[Virtuoso-users] Unable to setup UTF-8 encoding in the relational DB

2017-03-29 Thread Beppe Mazzola
Hi

I want to use the JDBC driver in order to bulk load data into my Virtuoso
relational DB.
As first thing I would like to see the driver working fine inserting in the
DB non-Latin characters.
So I have used this Java code

import java.sql.Statement;
import java.sql.Connection;
import java.sql.DriverManager;
import java.sql.SQLException;

public class BulkLoader {

  public static Connection getConnection() throws SQLException {
try {
  Class.forName("virtuoso.jdbc4.Driver");
} catch (ClassNotFoundException e) {
  e.printStackTrace();
}
Connection conn = DriverManager.getConnection("jdbc:virtuoso://
127.0.0.1:/CHARSET=UTF-8/", "dba", "dba");
return conn;
  }

  public static void main(String[] args) {
Connection conn;
try {
  conn = getConnection();
  String sql = "INSERT INTO R2RML.TEST.PRODUCT (id,name) VALUES
(1,N'Спиротетрамат и неговият метаболит')";
  Statement st = conn.createStatement();
  int res = st.executeUpdate(sql);
} catch (SQLException e) {
  e.printStackTrace();
}
  }
}

to insert some text in a table with the following structure

create table R2RML.TEST.PRODUCT
(
  id   INTEGER,
  name NVARCHAR(100),
  PRIMARY KEY (id)

####

Instructions to follow: Please give the data type declared for the name column in the table structure from the forum thread.

Data items:
####

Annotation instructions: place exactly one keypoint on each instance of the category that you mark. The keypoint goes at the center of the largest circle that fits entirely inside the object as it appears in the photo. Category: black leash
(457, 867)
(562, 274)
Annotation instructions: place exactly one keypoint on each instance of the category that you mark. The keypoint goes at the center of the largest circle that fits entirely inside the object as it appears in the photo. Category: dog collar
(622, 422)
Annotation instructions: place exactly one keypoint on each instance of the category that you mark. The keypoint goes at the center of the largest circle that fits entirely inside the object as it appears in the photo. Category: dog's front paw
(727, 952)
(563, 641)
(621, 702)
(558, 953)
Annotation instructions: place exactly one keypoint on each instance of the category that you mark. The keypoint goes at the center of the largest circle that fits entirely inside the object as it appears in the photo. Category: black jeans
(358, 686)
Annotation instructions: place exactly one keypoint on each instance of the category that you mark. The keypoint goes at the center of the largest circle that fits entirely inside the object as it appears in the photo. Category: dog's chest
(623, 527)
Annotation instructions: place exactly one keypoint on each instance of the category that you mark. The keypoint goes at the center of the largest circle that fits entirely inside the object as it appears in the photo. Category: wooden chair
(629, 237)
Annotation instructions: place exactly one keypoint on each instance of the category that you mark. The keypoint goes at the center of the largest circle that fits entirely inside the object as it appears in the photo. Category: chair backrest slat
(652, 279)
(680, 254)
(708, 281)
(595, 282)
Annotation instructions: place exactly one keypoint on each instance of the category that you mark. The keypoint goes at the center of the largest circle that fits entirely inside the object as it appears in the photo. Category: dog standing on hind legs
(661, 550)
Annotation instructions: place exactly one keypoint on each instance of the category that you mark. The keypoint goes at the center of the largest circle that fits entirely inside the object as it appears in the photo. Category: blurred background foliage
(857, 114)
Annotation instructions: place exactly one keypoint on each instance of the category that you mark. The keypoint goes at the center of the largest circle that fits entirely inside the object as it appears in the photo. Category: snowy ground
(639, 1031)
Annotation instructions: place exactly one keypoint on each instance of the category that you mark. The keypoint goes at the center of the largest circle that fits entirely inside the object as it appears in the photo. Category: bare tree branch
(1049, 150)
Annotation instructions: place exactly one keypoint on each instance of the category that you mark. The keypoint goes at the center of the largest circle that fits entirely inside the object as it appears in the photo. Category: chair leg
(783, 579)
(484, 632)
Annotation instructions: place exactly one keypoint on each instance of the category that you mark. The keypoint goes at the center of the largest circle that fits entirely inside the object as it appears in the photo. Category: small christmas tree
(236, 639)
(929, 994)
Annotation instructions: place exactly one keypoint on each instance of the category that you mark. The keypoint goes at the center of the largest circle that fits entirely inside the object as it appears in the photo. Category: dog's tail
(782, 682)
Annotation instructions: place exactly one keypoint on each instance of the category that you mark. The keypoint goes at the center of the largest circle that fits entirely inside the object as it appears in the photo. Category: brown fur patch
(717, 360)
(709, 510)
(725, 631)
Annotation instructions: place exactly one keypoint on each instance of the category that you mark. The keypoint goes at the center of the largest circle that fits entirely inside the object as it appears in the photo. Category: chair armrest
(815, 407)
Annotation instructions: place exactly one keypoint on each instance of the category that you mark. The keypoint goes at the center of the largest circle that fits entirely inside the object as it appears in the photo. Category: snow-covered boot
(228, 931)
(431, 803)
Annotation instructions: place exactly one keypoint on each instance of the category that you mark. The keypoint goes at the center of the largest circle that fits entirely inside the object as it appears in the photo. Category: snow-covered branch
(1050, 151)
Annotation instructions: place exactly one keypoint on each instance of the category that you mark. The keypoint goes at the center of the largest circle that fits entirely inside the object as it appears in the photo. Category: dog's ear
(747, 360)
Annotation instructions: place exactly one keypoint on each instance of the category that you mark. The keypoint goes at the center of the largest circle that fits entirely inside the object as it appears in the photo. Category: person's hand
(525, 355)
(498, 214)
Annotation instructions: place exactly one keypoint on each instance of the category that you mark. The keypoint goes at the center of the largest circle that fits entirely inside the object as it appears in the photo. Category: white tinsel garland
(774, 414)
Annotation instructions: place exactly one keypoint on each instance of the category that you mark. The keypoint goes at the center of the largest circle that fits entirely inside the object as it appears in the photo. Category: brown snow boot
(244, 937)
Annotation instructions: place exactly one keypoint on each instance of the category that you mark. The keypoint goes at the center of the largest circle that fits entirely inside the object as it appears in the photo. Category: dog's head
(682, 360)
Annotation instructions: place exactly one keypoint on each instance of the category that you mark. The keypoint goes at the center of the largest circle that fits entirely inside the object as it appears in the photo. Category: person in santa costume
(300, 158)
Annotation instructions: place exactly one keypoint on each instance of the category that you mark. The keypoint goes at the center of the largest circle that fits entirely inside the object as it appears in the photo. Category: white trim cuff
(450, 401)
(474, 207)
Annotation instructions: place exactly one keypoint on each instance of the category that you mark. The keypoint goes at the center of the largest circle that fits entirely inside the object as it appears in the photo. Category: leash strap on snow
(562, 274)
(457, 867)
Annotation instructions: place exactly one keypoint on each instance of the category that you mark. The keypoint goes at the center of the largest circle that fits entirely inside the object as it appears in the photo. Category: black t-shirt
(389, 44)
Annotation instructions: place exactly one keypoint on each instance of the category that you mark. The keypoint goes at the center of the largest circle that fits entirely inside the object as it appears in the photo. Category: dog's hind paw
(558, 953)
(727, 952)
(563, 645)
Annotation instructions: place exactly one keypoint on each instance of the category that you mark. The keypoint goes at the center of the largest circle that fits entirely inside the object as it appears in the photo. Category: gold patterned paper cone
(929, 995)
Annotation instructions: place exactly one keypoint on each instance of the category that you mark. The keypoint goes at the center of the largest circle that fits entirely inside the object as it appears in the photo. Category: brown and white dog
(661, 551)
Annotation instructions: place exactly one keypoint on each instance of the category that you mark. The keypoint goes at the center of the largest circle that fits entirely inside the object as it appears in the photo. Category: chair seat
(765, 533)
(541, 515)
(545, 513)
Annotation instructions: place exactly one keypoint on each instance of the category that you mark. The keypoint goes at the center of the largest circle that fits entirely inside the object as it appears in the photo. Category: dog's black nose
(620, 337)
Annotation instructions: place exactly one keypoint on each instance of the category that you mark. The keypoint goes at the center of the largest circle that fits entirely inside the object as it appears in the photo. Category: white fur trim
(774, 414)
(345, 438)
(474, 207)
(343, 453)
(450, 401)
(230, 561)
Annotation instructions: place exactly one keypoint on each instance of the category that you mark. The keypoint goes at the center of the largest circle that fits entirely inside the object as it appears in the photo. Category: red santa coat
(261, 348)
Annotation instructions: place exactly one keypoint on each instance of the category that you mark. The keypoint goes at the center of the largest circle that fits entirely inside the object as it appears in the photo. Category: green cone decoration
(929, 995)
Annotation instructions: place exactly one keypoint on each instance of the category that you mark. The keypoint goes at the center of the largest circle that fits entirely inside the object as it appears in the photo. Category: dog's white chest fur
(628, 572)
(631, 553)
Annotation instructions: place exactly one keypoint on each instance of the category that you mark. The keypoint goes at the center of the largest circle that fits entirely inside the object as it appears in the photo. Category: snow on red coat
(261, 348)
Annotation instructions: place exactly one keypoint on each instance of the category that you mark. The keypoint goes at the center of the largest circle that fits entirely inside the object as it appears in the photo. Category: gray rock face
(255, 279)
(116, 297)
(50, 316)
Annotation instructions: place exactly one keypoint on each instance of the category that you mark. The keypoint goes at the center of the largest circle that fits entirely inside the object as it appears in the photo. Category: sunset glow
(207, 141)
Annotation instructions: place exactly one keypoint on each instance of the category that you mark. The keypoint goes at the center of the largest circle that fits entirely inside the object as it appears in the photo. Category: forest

####

Solution: NVARCHAR(100)